» **Work order**
Every entry below should be printed exactly, without its images.

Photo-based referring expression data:

********************

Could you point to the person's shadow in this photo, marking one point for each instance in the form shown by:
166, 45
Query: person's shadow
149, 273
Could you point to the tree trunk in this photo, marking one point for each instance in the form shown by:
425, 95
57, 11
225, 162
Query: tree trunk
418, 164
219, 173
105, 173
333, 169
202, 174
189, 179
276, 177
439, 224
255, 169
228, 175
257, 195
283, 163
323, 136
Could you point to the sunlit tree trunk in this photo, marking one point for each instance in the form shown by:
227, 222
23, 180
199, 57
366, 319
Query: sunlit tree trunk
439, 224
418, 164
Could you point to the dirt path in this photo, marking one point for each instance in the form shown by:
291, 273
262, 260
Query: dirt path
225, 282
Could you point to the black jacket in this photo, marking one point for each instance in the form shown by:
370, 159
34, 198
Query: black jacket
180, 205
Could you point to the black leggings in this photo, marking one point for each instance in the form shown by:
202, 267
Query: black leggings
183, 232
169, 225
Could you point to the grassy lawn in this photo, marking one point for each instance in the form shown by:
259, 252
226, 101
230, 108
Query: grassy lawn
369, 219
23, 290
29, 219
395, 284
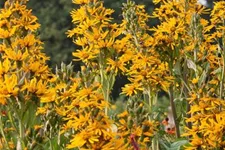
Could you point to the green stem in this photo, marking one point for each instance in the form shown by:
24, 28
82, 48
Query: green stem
186, 89
174, 113
223, 69
3, 134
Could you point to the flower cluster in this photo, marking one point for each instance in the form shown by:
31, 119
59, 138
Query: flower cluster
24, 74
183, 56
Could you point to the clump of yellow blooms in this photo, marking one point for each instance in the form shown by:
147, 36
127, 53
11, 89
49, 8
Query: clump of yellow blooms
24, 74
183, 56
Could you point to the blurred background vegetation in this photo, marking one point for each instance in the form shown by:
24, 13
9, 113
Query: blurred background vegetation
55, 20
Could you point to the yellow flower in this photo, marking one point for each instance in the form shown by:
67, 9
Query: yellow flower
131, 89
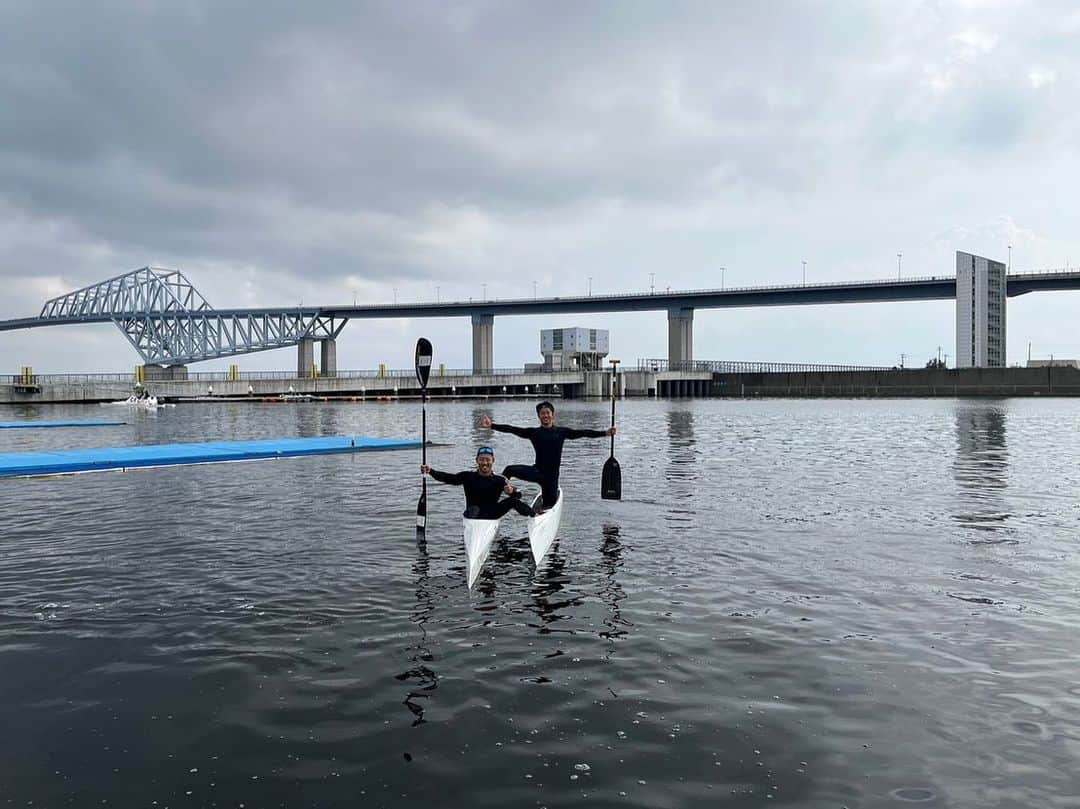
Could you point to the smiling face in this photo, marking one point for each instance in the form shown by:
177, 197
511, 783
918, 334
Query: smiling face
547, 417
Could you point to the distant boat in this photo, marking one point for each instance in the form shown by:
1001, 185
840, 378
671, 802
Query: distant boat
145, 403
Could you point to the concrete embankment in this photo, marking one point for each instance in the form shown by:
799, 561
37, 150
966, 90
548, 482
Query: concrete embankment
1049, 381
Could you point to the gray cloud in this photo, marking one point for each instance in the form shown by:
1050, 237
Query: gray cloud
380, 145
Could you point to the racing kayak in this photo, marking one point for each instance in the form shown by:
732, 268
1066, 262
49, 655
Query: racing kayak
543, 527
478, 535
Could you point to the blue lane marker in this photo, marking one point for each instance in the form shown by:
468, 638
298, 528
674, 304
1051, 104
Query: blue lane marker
63, 461
36, 425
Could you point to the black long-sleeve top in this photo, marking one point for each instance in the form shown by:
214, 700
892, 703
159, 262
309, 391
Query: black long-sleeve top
548, 442
482, 491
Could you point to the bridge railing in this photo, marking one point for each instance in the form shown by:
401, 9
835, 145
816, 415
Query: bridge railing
725, 366
225, 376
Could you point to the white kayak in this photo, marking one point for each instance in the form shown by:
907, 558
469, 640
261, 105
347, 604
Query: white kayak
543, 527
146, 403
478, 535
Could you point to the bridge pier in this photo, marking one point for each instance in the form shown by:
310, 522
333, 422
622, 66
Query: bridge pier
305, 356
679, 336
328, 367
483, 342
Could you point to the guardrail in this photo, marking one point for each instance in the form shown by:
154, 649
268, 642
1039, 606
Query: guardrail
724, 366
226, 376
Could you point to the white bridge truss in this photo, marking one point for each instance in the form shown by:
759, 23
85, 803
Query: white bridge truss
169, 322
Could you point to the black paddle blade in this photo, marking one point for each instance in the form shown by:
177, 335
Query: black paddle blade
422, 361
421, 510
611, 481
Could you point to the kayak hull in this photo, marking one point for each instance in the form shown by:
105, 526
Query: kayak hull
478, 536
544, 527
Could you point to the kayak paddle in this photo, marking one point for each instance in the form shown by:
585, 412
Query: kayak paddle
611, 480
422, 369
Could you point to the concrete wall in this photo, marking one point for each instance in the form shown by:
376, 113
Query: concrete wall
1054, 381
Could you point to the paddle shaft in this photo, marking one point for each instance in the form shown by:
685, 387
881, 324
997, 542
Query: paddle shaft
422, 369
615, 390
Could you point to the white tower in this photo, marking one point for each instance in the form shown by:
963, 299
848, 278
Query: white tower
980, 312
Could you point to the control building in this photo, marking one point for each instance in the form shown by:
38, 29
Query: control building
980, 312
572, 349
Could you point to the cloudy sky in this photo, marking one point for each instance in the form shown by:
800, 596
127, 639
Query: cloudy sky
279, 152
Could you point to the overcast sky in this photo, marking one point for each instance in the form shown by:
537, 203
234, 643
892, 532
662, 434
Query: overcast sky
279, 151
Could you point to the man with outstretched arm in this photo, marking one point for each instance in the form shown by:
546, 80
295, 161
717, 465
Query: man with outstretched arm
548, 442
483, 488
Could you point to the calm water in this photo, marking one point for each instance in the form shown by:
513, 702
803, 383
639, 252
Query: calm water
797, 603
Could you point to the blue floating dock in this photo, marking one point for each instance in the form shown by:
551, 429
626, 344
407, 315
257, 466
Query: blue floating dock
39, 425
67, 461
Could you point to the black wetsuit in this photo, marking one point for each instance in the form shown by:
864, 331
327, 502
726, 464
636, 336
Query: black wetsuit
482, 494
548, 443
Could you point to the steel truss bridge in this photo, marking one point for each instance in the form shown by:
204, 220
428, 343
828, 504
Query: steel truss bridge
169, 322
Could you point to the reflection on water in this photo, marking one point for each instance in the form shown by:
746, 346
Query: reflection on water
682, 471
272, 634
611, 591
420, 675
981, 467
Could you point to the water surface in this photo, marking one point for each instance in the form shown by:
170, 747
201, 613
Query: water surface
797, 603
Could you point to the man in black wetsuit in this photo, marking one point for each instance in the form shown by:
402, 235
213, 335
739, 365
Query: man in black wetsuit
483, 488
548, 443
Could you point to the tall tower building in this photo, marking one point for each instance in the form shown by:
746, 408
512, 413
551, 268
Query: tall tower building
980, 312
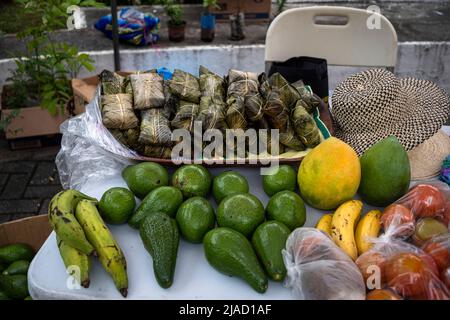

********************

» **Solved exercise**
Could you point to the person's shadow in this photo, marking one point for each instance in the form shown by:
166, 45
Query: person's shadow
149, 273
Could you point to the tree trunk in this photo, marking one point for each instance in the form shown by:
425, 95
57, 11
225, 162
Query: tree trunk
418, 164
219, 173
105, 173
333, 169
202, 174
189, 179
276, 177
439, 224
255, 169
228, 175
257, 195
283, 163
323, 136
Could you point to the sunlit tree trunk in this photo, marking one point for each instance in the form shown by:
227, 222
23, 180
199, 57
366, 319
Query: sunlit tree trunk
439, 224
418, 164
Could you point to the dirt path in this photo, marking one point for each instance in the form shown by:
291, 273
262, 260
Query: dirt path
225, 282
Could you point to the black jacket in this photo, marking one point for each instance in the form shown by:
370, 159
34, 198
Query: black jacket
180, 205
Could you point to the black leggings in this photo, marking one point for each instance in the form shown by:
202, 267
Query: black leggings
183, 232
169, 225
Could you point to the grassy lawn in this photo, marking one point for each instance in the form shown by:
259, 252
226, 101
230, 108
Query: grassy lawn
369, 219
23, 290
29, 219
395, 284
Could you point to the green stem in this photo, marking one point for each instance in the form shown by:
24, 28
82, 48
Query: green stem
186, 89
174, 113
223, 69
3, 134
Could you point to the flower cluster in this photo, marking one point for each instance in the form shown by:
31, 119
59, 138
Query: flower cluster
24, 74
183, 56
Could you point to the clump of yellow blooms in this photo, marking one point for each instance in the form shown by:
147, 36
127, 53
11, 89
49, 8
Query: clump of yellow blooms
24, 74
183, 56
Could you point to the blurred background vegetation in this photo, marking one point for each instance in the form shown by:
24, 13
9, 113
Query: blurred background vegetation
55, 20
Could you point to the yellow flower in this photo, marking one point for each instance in the form shown by:
67, 9
Query: yellow flower
131, 89
Could you point to the smiling face in this photo, marking one point for each instance in the form shown by:
177, 197
511, 783
918, 334
Query: smiling face
547, 417
Could you point to the distant boat in this photo, marking one point for each instance in the form shown by:
1001, 185
840, 378
671, 802
Query: distant boat
145, 403
Could you point to the concrete embankment in this photo, marking one point for each instance in the form shown by:
799, 561
37, 150
966, 90
548, 482
Query: concrete embankment
1049, 381
Could you point to the gray cloud in this photo, marking one point for each instance in the form shown by:
1050, 237
Query: gray cloud
380, 145
Could you point to the racing kayak in this photo, marking one point for each instance in the form shown by:
732, 268
1066, 262
49, 655
Query: racing kayak
543, 527
478, 535
Could you point to the blue lane marker in this photo, marking one point for each instance in the form shown by:
468, 638
298, 528
674, 304
1051, 104
Query: blue lane marker
63, 461
36, 425
Could you point to the black long-sleeve top in this photo, marking one point for each instance in the form shown by:
214, 700
892, 703
159, 262
309, 391
Query: black long-sleeve top
548, 442
482, 491
Could you point to the bridge railing in this photo, marking one point for each instance in the form shown by:
401, 9
835, 145
816, 415
Query: bridge railing
725, 366
225, 376
Could you point to the white kayak in this photo, marking one point for each instance in the form shown by:
907, 558
469, 640
261, 105
347, 604
Query: white kayak
543, 527
146, 403
478, 535
Could you point to the bridge pier in this photo, marking one point for each instance in the form shown by:
310, 522
333, 422
622, 66
Query: bridge pier
305, 356
679, 336
328, 367
483, 342
Could you point to the guardrail in this photo, marking one point for each instance in the form shown by:
154, 649
268, 642
1039, 606
Query: guardrail
724, 366
226, 376
Could you point to the white bridge truss in this photo, marking one point for each instance in the form shown by:
759, 23
85, 803
Query: white bridge truss
169, 322
Could you point to the black paddle blade in this photo, marking one point for each instance in the form shown by:
177, 335
Query: black paddle blade
422, 361
421, 510
611, 481
Could you point to the kayak hull in this photo, marking one point for each instance in the form shown by:
105, 526
Query: kayak hull
478, 536
544, 527
Could you point to the kayak paddle in this photo, marking one point for each instance in the form shown by:
585, 412
Query: kayak paddle
611, 480
422, 369
Could you point to the concrete wall in this photo, marking one point for each instance in the form shown by:
376, 113
Query: concrete wall
1054, 381
Could you point to the paddle shaft in this photo, marking one point for each instance in the form shown by:
685, 387
881, 324
997, 542
Query: paddle shaft
422, 369
615, 390
Could you point to the white tower in this photo, marking one point for each instance in the form shown by:
963, 299
848, 278
Query: white tower
980, 312
Could you point to the control building in this photo, marking one point for each instance in the form shown by:
38, 29
Query: control building
980, 312
572, 349
Could you point to the cloudy sky in this photo, marking one point for each instance in the form shown by:
800, 596
127, 639
Query: cloudy sky
279, 152
Could you point to the overcast sky in this photo, marking one point for each instance in the form shown by:
537, 203
234, 643
892, 532
662, 434
Query: overcast sky
279, 151
Could you point to the man with outstretched arm in this photo, marking one point for each instance in the form shown by:
546, 80
295, 161
717, 465
Query: man with outstretched arm
548, 442
483, 488
Could you point to the calm water in this photo, marking one point for each instance in the form shown by:
513, 702
803, 383
639, 252
Query: calm water
797, 603
Could you point to the blue floating dock in this photo, marking one point for each instance in the form shown by:
551, 429
626, 344
407, 315
257, 466
Query: blue floating dock
39, 425
67, 461
Could you point to the black wetsuit in this photo, marking one point for each instance in the form shown by:
864, 331
327, 502
726, 464
636, 336
Query: black wetsuit
482, 494
548, 443
Could you point to the steel truss bridge in this photo, marking one point for each instance in the form shown by:
204, 220
428, 343
828, 504
Query: steel truss bridge
169, 322
Could you point to the reflection on water in this photo, marking one point for each instance in the form shown by:
746, 346
Query: reflection on water
682, 471
272, 634
611, 591
420, 675
981, 467
Could you point to the water surface in this photo, marking one point for each instance in the form shown by:
170, 747
201, 613
Query: water surface
797, 603
Could you point to the man in black wetsuit in this photo, marking one point for each instance in the form shown by:
402, 235
213, 335
739, 365
Query: man in black wetsuit
483, 488
548, 443
Could you point to the tall tower building in this photo, marking one point for each instance in the form shown by:
746, 408
512, 413
551, 268
Query: tall tower building
980, 312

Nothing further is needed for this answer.